STUDY QUESTIONS:
1. Answer these questions using the passage about the confirmation at Trinity Episcopal Church:
(a) What instrument does Diego play?
(b) Whom will Giovanni marry next weekend?
(c) Which bands does Giovanni name as his influences?
2. Carry on the passage about the confirmation at Trinity Episcopal Church, starting after its final sentence.

──────── PROVIDED PASSAGE ────────

I was a witness on Sunday at Trinity Episcopal Church on Melrose Ave. in Los Angeles when the Holy Spirit came down and confirmed a band of brothers — or at least one rocking family duo.
Diego, 14, plays the bass. At our service, he had stood up to be confirmed. Then we sat down together at lunch. When Diego told me his influences, I can’t tell you I knew them all. In turn, he listened politely as I told him about John Entwistle and Phil Lesh and ventured to say that musicians from the sixties and seventies had probably influenced his influences.
His future brother-in-law, Giovanni, nodded as I spoke. Next weekend at Trinity, Giovanni, also a guitarist and a new confirmand, will marry his longtime girlfriend, Anna, Diego’s older sister. Giovanni’s influences are Metallica and the Red Hot Chili Peppers. What made him nod was my telling Diego that the Peppers’ bassist, Flea, almost certainly grew up listening to John and Phil from the Who and Grateful Dead. As Giovanni seconded this, you may imagine the sense of affirmation that coursed through these ancient boomer veins.

──────── DATA EXTRACTS ────────

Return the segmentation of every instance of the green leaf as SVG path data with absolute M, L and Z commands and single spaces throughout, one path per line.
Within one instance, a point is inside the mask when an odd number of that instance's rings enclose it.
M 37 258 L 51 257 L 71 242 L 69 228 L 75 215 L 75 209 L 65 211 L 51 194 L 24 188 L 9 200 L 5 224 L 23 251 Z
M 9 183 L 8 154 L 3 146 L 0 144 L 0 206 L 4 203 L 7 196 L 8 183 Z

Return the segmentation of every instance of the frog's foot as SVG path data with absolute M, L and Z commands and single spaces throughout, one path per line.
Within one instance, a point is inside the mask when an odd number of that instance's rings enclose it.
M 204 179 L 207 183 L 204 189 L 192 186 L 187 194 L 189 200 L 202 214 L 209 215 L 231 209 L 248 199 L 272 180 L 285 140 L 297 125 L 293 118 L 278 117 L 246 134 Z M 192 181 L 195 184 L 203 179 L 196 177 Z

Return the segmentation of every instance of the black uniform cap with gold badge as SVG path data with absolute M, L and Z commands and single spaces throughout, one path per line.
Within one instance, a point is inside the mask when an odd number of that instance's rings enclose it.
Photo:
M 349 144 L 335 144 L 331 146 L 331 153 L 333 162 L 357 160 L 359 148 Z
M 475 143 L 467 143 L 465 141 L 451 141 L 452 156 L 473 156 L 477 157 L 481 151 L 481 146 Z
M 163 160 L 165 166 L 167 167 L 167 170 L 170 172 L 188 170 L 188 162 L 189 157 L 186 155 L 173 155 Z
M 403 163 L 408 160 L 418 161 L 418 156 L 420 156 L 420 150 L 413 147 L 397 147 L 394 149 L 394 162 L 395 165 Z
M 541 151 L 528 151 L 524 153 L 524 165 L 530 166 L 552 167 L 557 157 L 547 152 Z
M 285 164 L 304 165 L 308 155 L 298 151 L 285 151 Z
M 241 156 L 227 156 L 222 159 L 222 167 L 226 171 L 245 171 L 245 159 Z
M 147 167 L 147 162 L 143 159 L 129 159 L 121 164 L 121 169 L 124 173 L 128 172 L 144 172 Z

────────
──────── DATA EXTRACTS ────────

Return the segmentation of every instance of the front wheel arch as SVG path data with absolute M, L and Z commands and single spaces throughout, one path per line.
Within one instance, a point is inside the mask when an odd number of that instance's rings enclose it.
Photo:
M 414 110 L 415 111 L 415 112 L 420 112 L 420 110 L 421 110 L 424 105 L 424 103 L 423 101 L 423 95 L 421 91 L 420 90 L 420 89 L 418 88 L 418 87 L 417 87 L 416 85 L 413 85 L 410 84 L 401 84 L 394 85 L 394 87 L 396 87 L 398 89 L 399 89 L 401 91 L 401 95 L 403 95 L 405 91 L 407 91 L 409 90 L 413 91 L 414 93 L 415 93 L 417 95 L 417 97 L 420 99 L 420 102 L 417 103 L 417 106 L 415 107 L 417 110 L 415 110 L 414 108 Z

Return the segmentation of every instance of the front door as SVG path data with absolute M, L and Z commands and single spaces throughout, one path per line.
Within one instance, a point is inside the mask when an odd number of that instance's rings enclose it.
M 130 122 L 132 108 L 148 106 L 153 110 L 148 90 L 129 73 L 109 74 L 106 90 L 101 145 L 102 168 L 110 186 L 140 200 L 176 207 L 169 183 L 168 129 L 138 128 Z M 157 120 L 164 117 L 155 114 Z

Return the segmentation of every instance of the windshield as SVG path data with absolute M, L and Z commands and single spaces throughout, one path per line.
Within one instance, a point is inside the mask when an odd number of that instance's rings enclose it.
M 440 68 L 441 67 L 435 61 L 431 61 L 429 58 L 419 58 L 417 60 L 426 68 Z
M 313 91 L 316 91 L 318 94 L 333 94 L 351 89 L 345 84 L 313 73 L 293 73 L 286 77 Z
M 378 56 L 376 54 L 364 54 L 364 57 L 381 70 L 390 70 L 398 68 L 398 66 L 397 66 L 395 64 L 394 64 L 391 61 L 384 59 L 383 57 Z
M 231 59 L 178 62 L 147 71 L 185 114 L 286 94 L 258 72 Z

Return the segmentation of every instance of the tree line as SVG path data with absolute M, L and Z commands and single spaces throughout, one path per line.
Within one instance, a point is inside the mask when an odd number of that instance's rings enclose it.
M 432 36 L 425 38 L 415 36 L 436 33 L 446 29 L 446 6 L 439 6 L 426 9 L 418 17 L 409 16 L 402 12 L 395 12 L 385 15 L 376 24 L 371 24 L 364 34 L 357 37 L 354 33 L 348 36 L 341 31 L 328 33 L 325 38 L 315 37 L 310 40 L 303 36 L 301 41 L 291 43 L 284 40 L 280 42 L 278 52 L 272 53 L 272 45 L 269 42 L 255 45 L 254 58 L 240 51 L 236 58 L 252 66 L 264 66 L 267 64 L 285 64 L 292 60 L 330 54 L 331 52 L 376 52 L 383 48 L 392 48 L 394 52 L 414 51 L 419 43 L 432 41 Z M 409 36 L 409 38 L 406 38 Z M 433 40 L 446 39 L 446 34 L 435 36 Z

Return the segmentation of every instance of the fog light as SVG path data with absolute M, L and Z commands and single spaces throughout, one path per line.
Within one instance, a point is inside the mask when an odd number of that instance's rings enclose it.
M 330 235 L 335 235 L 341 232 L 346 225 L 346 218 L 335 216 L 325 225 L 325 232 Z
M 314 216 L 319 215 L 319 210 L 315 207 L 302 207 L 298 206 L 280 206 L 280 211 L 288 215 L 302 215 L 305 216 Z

────────

RESPONSES FOR EACH TASK:
1.
(a) The bass.
(b) Anna, Diego's older sister.
(c) Metallica and the Red Hot Chili Peppers.

2.
This is standard coffee hour and luncheon fare around the Episcopal Diocese of Los Angeles. What’s different this year is that the neighborhoods from which Trinity draws its members are living in daily fear now that our government has gone to war against the people of God.
Trump’s cruel workplace roundups may have eased thanks to a U.S. district court judge’s ruling. But no one thinks the crisis is over. Trinity members are from all over the U.S., Mexico, and Central America. They have watched as one generation of politicians after another has failed to take the humane and logical step of providing residence security for our 12 million established immigrant workers. One can only pray that the American people’s outrage at racist roundups and medieval detention centers named for deadly alligators will finally impel us to demand common sense reform.
For now, in our secure faith in grace and reconciliation, the work of the church of the Risen Christ goes on. Six from Trinity were confirmed and received on Sunday, and three celebrated their first communion. I also had the blessing of mediating the Spirit’s work as Enzo, a delightful boy of one year and two months in a snappy white suit, was baptized and marked as Christ’s own forever.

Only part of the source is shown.